--- Start Input records ---

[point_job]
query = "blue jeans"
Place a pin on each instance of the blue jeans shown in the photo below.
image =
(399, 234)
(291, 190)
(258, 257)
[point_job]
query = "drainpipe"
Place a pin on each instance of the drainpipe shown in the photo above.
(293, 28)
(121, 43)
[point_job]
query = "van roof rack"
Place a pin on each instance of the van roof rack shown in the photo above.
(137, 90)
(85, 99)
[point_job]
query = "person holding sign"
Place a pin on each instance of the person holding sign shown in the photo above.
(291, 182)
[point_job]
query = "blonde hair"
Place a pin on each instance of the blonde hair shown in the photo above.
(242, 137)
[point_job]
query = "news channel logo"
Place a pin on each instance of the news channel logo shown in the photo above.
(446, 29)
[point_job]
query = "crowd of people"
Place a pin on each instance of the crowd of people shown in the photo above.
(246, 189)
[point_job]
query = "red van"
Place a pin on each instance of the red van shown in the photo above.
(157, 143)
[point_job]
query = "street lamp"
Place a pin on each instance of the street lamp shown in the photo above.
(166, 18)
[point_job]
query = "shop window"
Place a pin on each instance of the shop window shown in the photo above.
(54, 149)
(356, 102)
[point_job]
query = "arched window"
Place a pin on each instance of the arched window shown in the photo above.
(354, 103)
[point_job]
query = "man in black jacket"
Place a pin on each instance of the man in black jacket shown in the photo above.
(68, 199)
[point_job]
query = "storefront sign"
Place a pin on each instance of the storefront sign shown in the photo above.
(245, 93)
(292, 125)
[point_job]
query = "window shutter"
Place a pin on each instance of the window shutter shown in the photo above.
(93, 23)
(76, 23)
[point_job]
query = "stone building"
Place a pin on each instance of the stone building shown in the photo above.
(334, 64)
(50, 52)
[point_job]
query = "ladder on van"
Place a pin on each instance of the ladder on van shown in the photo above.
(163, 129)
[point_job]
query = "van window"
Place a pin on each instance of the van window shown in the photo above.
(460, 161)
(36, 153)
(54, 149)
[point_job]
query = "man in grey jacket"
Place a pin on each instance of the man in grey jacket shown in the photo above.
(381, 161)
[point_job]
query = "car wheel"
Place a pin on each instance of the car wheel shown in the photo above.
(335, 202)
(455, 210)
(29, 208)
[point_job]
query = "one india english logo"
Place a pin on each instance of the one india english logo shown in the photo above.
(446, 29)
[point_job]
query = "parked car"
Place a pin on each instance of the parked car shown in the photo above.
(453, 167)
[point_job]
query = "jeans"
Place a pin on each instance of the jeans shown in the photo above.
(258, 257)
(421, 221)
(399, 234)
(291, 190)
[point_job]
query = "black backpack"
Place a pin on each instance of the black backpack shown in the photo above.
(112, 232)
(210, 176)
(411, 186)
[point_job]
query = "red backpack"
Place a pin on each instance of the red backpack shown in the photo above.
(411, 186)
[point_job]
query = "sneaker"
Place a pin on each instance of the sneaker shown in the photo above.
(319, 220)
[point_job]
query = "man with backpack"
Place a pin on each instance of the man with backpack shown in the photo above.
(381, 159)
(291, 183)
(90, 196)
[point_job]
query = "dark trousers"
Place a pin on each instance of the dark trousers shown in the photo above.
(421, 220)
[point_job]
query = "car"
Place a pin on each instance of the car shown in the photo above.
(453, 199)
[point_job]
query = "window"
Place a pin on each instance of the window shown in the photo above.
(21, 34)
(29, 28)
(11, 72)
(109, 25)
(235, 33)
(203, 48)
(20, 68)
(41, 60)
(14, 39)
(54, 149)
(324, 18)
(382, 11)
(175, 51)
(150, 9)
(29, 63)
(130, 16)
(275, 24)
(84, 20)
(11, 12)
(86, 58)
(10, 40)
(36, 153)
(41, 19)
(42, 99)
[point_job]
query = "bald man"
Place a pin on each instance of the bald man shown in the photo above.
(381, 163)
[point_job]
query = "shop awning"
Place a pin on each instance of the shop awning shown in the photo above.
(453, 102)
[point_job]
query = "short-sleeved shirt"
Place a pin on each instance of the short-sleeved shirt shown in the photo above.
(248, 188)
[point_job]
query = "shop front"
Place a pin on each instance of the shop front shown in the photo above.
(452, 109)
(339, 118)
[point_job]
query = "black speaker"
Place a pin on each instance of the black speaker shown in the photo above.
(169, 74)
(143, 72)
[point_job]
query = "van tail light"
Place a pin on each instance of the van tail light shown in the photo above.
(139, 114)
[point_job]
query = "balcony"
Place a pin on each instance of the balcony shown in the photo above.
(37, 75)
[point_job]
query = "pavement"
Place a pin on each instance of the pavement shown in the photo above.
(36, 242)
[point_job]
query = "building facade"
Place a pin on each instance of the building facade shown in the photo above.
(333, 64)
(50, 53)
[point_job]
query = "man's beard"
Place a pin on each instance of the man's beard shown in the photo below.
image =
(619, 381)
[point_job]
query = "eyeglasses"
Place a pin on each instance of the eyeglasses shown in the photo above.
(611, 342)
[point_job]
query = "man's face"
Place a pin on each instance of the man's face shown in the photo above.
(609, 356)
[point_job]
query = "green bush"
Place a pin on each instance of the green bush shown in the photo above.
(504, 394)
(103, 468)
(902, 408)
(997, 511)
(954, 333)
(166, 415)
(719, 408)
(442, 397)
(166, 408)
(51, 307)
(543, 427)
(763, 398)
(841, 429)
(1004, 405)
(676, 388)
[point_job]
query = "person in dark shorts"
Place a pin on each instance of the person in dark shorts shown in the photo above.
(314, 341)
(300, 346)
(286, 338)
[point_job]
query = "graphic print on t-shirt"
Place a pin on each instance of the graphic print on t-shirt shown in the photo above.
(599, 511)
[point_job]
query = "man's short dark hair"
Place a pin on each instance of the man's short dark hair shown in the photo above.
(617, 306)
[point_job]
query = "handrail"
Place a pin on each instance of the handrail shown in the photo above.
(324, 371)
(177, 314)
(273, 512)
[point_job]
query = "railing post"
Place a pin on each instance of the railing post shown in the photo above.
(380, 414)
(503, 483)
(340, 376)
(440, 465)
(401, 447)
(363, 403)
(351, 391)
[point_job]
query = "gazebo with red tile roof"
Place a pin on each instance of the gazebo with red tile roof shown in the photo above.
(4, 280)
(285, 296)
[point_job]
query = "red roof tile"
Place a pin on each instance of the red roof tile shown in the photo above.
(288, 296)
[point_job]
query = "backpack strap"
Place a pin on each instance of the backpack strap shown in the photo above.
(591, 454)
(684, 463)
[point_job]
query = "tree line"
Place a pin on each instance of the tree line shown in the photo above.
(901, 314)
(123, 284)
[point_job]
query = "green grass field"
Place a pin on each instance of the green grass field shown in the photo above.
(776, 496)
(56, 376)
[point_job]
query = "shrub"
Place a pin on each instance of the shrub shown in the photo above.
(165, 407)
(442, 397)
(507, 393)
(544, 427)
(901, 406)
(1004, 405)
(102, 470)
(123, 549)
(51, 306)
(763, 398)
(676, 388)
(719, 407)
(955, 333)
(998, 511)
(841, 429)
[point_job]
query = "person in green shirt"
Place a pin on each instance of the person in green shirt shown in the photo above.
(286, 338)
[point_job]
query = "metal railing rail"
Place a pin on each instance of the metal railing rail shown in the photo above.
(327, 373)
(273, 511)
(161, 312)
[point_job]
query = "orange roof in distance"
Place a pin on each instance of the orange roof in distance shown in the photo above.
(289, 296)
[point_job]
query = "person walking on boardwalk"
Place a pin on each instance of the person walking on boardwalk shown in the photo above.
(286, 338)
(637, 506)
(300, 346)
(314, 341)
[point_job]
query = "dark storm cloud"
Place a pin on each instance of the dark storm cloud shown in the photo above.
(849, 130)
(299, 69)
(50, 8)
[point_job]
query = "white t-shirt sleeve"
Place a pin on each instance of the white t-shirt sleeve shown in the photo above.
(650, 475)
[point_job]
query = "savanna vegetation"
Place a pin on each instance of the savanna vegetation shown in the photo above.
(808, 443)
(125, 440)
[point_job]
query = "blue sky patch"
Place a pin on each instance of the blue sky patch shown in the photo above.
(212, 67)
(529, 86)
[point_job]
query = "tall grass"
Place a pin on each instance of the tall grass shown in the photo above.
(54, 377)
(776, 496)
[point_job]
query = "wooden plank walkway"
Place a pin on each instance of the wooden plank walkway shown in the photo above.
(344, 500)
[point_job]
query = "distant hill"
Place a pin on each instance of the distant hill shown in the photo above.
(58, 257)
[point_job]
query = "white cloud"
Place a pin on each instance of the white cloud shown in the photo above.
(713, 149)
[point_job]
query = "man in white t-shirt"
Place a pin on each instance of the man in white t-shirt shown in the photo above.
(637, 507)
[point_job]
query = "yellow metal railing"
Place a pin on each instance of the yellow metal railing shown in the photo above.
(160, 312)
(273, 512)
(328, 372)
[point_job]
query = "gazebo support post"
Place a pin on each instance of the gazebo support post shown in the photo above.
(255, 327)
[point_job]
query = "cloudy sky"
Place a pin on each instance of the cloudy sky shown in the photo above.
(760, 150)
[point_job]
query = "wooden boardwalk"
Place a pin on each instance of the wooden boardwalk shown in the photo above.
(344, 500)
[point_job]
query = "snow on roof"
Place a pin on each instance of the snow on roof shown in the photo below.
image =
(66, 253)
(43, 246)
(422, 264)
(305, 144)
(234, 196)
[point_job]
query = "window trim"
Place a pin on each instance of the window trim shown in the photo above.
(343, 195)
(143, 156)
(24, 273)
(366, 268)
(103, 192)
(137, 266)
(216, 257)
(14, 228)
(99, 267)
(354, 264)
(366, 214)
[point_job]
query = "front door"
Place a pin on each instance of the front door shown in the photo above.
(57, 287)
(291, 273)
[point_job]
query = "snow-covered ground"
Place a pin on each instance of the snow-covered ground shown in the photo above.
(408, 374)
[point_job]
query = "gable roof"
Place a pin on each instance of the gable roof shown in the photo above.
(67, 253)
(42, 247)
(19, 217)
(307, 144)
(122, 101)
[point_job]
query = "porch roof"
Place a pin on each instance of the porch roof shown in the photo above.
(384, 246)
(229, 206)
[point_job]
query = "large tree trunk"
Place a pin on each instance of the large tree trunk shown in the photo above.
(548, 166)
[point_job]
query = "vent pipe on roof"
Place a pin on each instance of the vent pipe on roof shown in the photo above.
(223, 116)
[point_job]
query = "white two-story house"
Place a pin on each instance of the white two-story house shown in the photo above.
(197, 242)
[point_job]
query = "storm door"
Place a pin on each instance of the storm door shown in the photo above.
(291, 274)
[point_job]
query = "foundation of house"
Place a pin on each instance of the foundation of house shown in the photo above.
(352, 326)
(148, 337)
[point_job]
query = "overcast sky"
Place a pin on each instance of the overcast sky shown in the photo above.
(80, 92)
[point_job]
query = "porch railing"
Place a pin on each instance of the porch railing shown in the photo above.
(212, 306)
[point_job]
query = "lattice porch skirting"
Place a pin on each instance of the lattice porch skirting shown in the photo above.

--- End Input records ---

• [Written request] Pick out every line of the data above that contains the word "hill", and copy each of those lines in full.

• [Task output]
query = "distant hill"
Place a pin on each instance of the distant hill shown in the photo above.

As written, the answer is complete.